▶ **Extract to read**:

# Pen mills ???



## Pipes (May 2, 2006)

Do you all use a pen mill ? even IF you have a belt sander ?? I been using the disk on my belt sander ! Used the mill for about 3 pens and quit ! am I doing somthing wrong !! I mean it seems to work ! [?]


----------



## Dario (May 3, 2006)

I have been using a pen mill since and I am not planning on changing anytime soon.  What kind of problem(s) did you encounter?

The way I do it is mount the tubed blank to the DP vise.  Mill using the DP...simple and easy.

If you don't have the proper mill guide, just turn a "shim" using tubes 7mm blanks.  These really works great!  Just make sure your shims are concentric and turned properly...don't want any imperfections translated to your milling.

Improper milling can cause problems while turning.  Remember all the talk about problems when you over tighten the mandrel and how it bows the mandrel?  Most of it is because of improper milling.  Dirty bushing can be a culprit too.


----------



## leehljp (May 3, 2006)

I use a pen mill and prefer it. I also have a disk sander on my belt sander. One thing that I do is place the blank in a vice and use a cordless drill driver. I haven't used the drill press and the blank centering jig but I am about to start. There are so many different size mandrels for squaring them up and I have 4 but that is still not enough.


----------



## Randy_ (May 3, 2006)

I chuck my pen mill in a VS cordless drill and hold the blank in my hand.  Using this method gives me very good control of the cutting process.  It is improtant to keep the mill sharp!!


----------



## Dario (May 3, 2006)

> _Originally posted by Randy__
> <br />I chuck my pen mill in a VS cordless drill and hold the blank in my hand.  Using this method gives me very good control of the cutting process.  It is improtant to keep the mill sharp!!



I've done this before but DP gives me much better control and better surface.

When blank is held manually and/or using hand drill...there are blanks that will resist cutting and tend to bounce up and down.  The result (in my case) is less than ideal and not perfectly flat surface.


----------



## Pipes (May 3, 2006)

> _Originally posted by Dario_
> <br />I have been using a pen mill since and I am not planning on changing anytime soon.  What kind of problem(s) did you encounter?
> 
> The way I do it is mount the tubed blank to the DP vise.  Mill using the DP...simple and easy.
> ...



I never had a problem either way ! I just prefer the sander long as its square and no problems ...


----------



## DFM (May 3, 2006)

Stored entries:
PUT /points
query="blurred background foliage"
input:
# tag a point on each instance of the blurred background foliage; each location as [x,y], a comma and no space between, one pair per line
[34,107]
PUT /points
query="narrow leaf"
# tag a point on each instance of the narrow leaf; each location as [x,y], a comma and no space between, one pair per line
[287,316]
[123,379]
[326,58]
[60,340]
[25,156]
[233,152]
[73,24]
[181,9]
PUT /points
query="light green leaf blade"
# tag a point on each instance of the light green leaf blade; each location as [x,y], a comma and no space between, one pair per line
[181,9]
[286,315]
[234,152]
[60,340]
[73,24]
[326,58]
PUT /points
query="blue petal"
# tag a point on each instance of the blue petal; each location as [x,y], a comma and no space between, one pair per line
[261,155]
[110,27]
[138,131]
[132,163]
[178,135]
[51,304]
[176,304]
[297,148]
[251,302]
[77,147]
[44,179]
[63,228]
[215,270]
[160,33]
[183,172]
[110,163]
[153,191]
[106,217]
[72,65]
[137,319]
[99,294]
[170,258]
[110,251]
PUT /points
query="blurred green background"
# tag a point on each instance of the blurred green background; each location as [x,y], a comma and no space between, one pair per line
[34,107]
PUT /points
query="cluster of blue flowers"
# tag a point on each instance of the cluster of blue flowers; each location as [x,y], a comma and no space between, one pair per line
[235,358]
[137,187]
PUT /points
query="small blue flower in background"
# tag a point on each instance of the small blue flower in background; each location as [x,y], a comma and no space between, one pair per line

▶ **Problems and tasks**:
**a.** Show each line of the records that contains the string "small", matching case exactly.
**b.** Carry the pen mill forum thread forward from the point where it stops.

▶ **Results of the tasks**:
**a.**
query="small blue flower in background"
# tag a point on each instance of the small blue flower in background; each location as [x,y], a comma and no space between, one pair per line

**b.**
> _Originally posted by Randy__
> <br />I chuck my pen mill in a VS cordless drill and hold the blank in my hand.  Using this method gives me very good control of the cutting process.  It is improtant to keep the mill sharp!!



[:0][:0][:0]
Keep the mill sharp so it will gouge deep gashes into your hand while you are holding it.  I can't believe the bad advise being given around here sometimes.


----------



## Rifleman1776 (May 3, 2006)

After squaring on the disk sander, I put the blank in a vice and use the pen mill for final squaring. That way I can put more muscle into the job than hand holding. I use a 'T' handle on the mill.


----------



## Paul in OKC (May 3, 2006)

> _Originally posted by DFM_
> <br />
> 
> 
> ...


I'm afraid I ditto the bad advise given by Randy, I hold my blanks in my hand, works fine. A sharp pen mill is prefered, as it cuts the wood and does not require the extra force and fight a dull one does.


----------



## Dario (May 3, 2006)

> _Originally posted by Pipes_
> <br /> I never had a problem either way ! I just prefer the sander long as its square and no problems ...



If it works, that is all that matters [].  

I am sorry for assuming that you had problems with it. [B)]


----------



## mick (May 3, 2006)

I'm guilty of holding the blank in my hand also [^]


----------



## gerryr (May 3, 2006)

Having once had a nasty and exceedlingly painful encounter with a rotating end mill many years ago, I do not care to take chances and hold something in my hand with a piece of rotating cutting equipment, especially just after I get them back from Paul and they're like flying razor blades.


----------



## PenWorks (May 3, 2006)

> _Originally posted by mick_
> <br />I'm guilty of holding the blank in my hand also [^]



Ouch ! [xx(] Me too. I try and wipe the blood off before I send them to Paul.


----------



## Skye (May 3, 2006)

Another one that holds them in my hand here. I have started using a glove... sometimes.

I've used a disk sander (without a jig) and the pen mill. I love the pen mill, but occasionaly I get these 'waves' in the blank. It's almost like 'harmony bumps' in a dirt road. Really bad with corncobs. The disk sander withoug a jig isnt worth using if you ask me.


----------



## DFM (May 3, 2006)

Skye, at least use a pair of channel locks.  You need to keep them hands for making them nice snake blanks.


----------



## Dario (May 3, 2006)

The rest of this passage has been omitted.